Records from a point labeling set
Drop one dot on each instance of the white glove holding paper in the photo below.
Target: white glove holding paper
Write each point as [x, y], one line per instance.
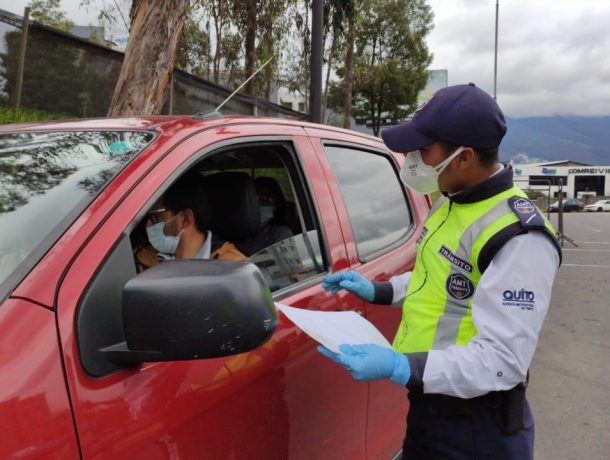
[333, 328]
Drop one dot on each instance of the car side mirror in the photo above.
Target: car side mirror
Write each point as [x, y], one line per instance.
[194, 309]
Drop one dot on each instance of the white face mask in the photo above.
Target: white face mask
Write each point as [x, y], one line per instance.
[419, 176]
[166, 244]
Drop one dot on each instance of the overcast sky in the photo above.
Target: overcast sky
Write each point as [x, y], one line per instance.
[553, 55]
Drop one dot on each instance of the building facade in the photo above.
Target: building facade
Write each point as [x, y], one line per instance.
[574, 179]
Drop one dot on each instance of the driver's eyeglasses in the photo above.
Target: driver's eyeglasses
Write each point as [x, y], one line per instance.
[155, 215]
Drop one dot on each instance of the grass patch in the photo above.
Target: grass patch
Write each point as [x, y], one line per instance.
[8, 115]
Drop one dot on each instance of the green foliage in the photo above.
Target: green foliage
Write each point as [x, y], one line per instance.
[194, 48]
[391, 60]
[8, 115]
[47, 12]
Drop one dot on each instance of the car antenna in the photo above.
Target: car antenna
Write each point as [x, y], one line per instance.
[215, 113]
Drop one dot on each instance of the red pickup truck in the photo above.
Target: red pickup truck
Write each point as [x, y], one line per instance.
[102, 359]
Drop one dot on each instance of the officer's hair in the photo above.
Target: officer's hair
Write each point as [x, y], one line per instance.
[188, 193]
[487, 157]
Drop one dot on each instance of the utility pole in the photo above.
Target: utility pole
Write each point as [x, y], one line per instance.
[315, 93]
[496, 54]
[21, 62]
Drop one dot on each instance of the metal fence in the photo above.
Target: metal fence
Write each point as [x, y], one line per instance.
[69, 75]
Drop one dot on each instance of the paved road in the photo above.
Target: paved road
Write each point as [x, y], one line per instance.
[570, 387]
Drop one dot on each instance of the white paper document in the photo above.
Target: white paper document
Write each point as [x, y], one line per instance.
[333, 328]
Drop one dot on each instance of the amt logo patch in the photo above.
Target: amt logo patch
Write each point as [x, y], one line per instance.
[523, 206]
[521, 298]
[422, 235]
[459, 287]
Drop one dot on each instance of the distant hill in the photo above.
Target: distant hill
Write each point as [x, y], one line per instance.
[585, 139]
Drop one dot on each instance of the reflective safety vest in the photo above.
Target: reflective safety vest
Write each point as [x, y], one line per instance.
[455, 247]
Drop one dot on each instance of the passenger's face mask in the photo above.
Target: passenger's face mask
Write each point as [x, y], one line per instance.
[166, 244]
[419, 176]
[266, 213]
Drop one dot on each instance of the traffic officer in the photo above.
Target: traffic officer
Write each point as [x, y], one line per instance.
[477, 297]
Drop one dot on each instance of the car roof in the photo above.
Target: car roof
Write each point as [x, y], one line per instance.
[167, 124]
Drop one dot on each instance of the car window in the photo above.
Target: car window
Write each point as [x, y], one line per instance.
[48, 178]
[373, 195]
[291, 260]
[258, 203]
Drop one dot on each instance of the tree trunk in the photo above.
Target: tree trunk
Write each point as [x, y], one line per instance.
[349, 69]
[149, 58]
[250, 47]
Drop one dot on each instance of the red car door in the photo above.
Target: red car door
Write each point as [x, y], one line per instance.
[367, 191]
[281, 400]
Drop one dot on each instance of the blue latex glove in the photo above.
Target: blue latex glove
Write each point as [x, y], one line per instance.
[352, 282]
[371, 362]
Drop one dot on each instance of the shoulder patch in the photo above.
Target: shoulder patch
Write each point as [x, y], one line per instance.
[527, 212]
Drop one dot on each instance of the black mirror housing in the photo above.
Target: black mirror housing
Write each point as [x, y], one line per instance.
[194, 309]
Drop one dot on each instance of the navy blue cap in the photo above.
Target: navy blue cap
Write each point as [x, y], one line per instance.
[461, 115]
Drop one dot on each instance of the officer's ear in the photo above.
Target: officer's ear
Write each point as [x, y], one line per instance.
[467, 158]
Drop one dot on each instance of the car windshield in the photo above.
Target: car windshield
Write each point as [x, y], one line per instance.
[46, 180]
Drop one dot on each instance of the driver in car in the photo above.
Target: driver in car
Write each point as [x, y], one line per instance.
[178, 226]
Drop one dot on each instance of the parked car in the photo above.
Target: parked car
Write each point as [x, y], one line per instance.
[189, 359]
[569, 205]
[598, 206]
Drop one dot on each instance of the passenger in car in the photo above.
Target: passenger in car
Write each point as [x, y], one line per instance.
[272, 212]
[178, 225]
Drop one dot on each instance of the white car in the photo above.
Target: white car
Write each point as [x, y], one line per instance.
[598, 206]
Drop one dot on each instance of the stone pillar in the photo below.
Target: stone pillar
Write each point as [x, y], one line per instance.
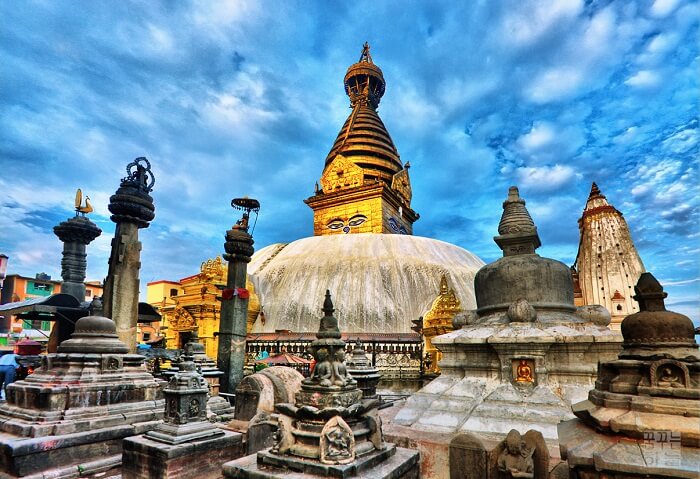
[234, 306]
[132, 208]
[75, 234]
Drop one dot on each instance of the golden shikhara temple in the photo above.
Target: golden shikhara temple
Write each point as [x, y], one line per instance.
[607, 265]
[365, 188]
[193, 304]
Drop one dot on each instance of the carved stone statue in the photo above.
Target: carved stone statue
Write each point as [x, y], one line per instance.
[524, 372]
[515, 460]
[669, 378]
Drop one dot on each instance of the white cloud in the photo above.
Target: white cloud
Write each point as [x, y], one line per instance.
[644, 79]
[682, 141]
[532, 20]
[554, 84]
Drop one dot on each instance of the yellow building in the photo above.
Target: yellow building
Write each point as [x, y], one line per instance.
[193, 303]
[365, 188]
[607, 264]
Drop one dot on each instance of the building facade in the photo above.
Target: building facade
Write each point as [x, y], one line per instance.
[19, 288]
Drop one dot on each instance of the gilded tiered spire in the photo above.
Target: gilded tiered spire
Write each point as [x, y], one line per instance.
[365, 187]
[518, 233]
[363, 138]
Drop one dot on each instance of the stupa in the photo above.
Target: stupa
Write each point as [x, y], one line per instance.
[524, 355]
[362, 243]
[642, 419]
[330, 430]
[71, 415]
[607, 264]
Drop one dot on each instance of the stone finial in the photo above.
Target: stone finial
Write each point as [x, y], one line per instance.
[654, 331]
[649, 293]
[329, 323]
[517, 232]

◆ Given instruction ◆
The material above must be printed exactly, with its pictures left out.

◆ Response ◆
Drop one dot on each instance of the white glove holding paper in the photo below.
Target: white glove holding paper
Write each point as [x, y], one line per instance.
[333, 328]
Drop one dot on each instance of the car side mirror in the photo above.
Target: car side mirror
Write each point as [x, y], one line per instance.
[194, 309]
Drop one dot on each instance of the white face mask in the photo above.
Target: white face mask
Write each point as [x, y], one line per instance.
[419, 176]
[166, 244]
Drop one dot on each instance of the overcast sky in the photo above.
Target: overcast sky
Write each point as [x, y], one line per instance.
[553, 55]
Drop one dot on each instance of the building facade in the photo above.
Target: building facade
Write each point as [x, y], one line per instance.
[574, 179]
Drop one dot on each instance of the driver's eyeglasses in the photo above.
Target: driver's eyeglasses
Write each point as [x, y], one line per instance.
[155, 215]
Drop one dot on each instance of the grass patch in the photo above.
Target: grass patch
Write each point as [x, y], one line per instance.
[8, 115]
Drop one dot on each instance of the green foliage in the photo above.
Target: green foliage
Write each point as [x, y], one line per instance.
[194, 48]
[391, 60]
[8, 115]
[47, 12]
Drop one dot on each instance of the car antenna in the photo above.
Target: car antenna
Write each point as [x, y], one line per instance.
[215, 113]
Drop one dot on each instance of the red pickup truck in the photo above.
Target: red pickup truck
Write each point as [x, y], one line per instance.
[102, 359]
Drop one dot on each instance of the officer's hair in the photo above.
Target: officer's hair
Write each point as [x, y], one line per instance.
[188, 193]
[487, 157]
Drop one dot on each instance of the utility pole in the photo above.
Target: utility pole
Write each point as [x, y], one line per instance.
[315, 93]
[496, 54]
[21, 62]
Drop one dot on each instance of the metal fence in the photo above.
Target: metal fence
Write each point as [x, y], one line per instance.
[69, 75]
Drop one dot on each instance of the paved road in the photo above.
Target: paved road
Write each point as [x, y], one line per instance.
[570, 387]
Drop one dot on each instance of the white paper document in the photo above.
Target: white paper document
Write each point as [x, y], one line per instance.
[333, 328]
Drop one dot on each instance of the amt logo patch in the photo above.
Target: amt logo patch
Write each point as [x, y], one line per instance.
[523, 206]
[521, 298]
[422, 235]
[459, 287]
Drop one dot on each instance of the distant hill in the photo above.
Target: distant hill
Write each point as [x, y], one line per instance.
[585, 139]
Drop one dot on each instance of the reflective safety vest in the photo above.
Target: reflective safety vest
Write each point as [x, y], one line per instance.
[455, 247]
Drop one dot on each instance of the passenger's face mask in the photo above.
Target: passenger's face mask
Write each point as [x, y], one line per instance.
[166, 244]
[419, 176]
[266, 213]
Drop one dot on each instance of the traffic officer in the photo above.
Target: traffic officer
Write each point as [x, y], one line per instance.
[477, 297]
Drop one dot on each instance of the car roof in the photo above.
Target: car roof
Write each point as [x, y], one line per instance.
[167, 124]
Drop one dot on each instance of the car window in the photo above.
Target: car window
Write each point as [x, y], one line per instance.
[48, 178]
[373, 195]
[291, 260]
[258, 203]
Drop one dot on each instance of the tree trunk in the photo above.
Target: tree trunk
Write each point as [x, y], one line per instance.
[349, 69]
[149, 58]
[250, 47]
Drop one dot on each instance of the red car door in the photo above.
Target: red car door
Write each point as [x, y], one line per instance.
[367, 191]
[281, 400]
Drop one dot on each instance of the blue latex glove in the photo above.
Target: blue latex glove
Write each point as [x, y], one line per instance.
[352, 282]
[371, 362]
Drop one dot on each instance of the shoulder patch in the photo above.
Target: shoulder patch
Write each point as [x, y], one line per instance.
[527, 212]
Drop one dot on each instance of the black mirror housing in the photo above.
Target: black mirror housing
Write each point as [x, y], one line per instance.
[194, 309]
Drop one dot on each instance of the navy blue cap in the photo above.
Target: navy blue cap
Write each point as [x, y], one line per instance.
[461, 115]
Drop one dot on each instance of the officer's ear in the photo above.
Target: officer's ear
Write each point as [x, y], one line per instance.
[467, 158]
Drop one dot on each instance of the car windshield in the photo above.
Target: car windshield
Write each point as [x, y], one line per instance.
[46, 180]
Drop one dot on each instance of the driver in car in the photo above.
Target: driver in car
Write each point as [x, y], one line per instance.
[178, 226]
Drop one dot on each instance of the parked car in the photo above.
Target: parked car
Write each point as [x, y], one line per instance.
[189, 359]
[569, 205]
[598, 206]
Drop one dot on each instance of the passenger in car in the photo above.
Target: passenger in car
Write each point as [x, y], one line per instance.
[272, 212]
[178, 225]
Drop one dot on each instance of the white car in the photo above.
Target: white car
Write each point as [x, y], one line per instance.
[598, 206]
Drop one dot on each instance of the stone pillar in the photo below.
Target: stone pillar
Write each point as [x, y], one line per instance.
[234, 306]
[132, 208]
[75, 234]
Drop one dot on each instance of the golden shikhara temple in the photo above.
Target: golden shikhara temple
Write each point as [x, y], one line per instance.
[607, 265]
[365, 188]
[193, 304]
Drop one dot on each instance of the carved stone statue in the photo above.
Target: carved stone statue
Write each point as [x, y], one line per instance.
[524, 372]
[515, 460]
[669, 378]
Drop one dot on each instance of the white cloud in the photo above.
Target: white cloud
Write each point as [x, y], one line per instance.
[644, 79]
[682, 141]
[532, 20]
[554, 84]
Drop one dot on each instance of the yellow building in the photo above.
Target: yellow building
Write each point as [x, y], one line per instance.
[193, 303]
[365, 188]
[607, 264]
Drop one dot on each instance of the building facade in the photo above.
Target: building facade
Write each point as [x, y], one line per instance.
[19, 288]
Drop one dot on each instance of the gilded tiered spire in the photo above.
Target: gilded tiered spire
Write each point as [x, y], one line per instance.
[365, 187]
[518, 233]
[363, 138]
Drop one dot on each instance of the stupa in the photo above.
Target: stupa
Write each point as [x, y], one line per instance.
[524, 355]
[362, 243]
[642, 419]
[330, 430]
[71, 415]
[607, 264]
Drop one dot on each instance of the stone finial in the photo above.
Target: stone finial
Write each point as [x, y], one line per instance.
[654, 331]
[649, 293]
[329, 323]
[517, 232]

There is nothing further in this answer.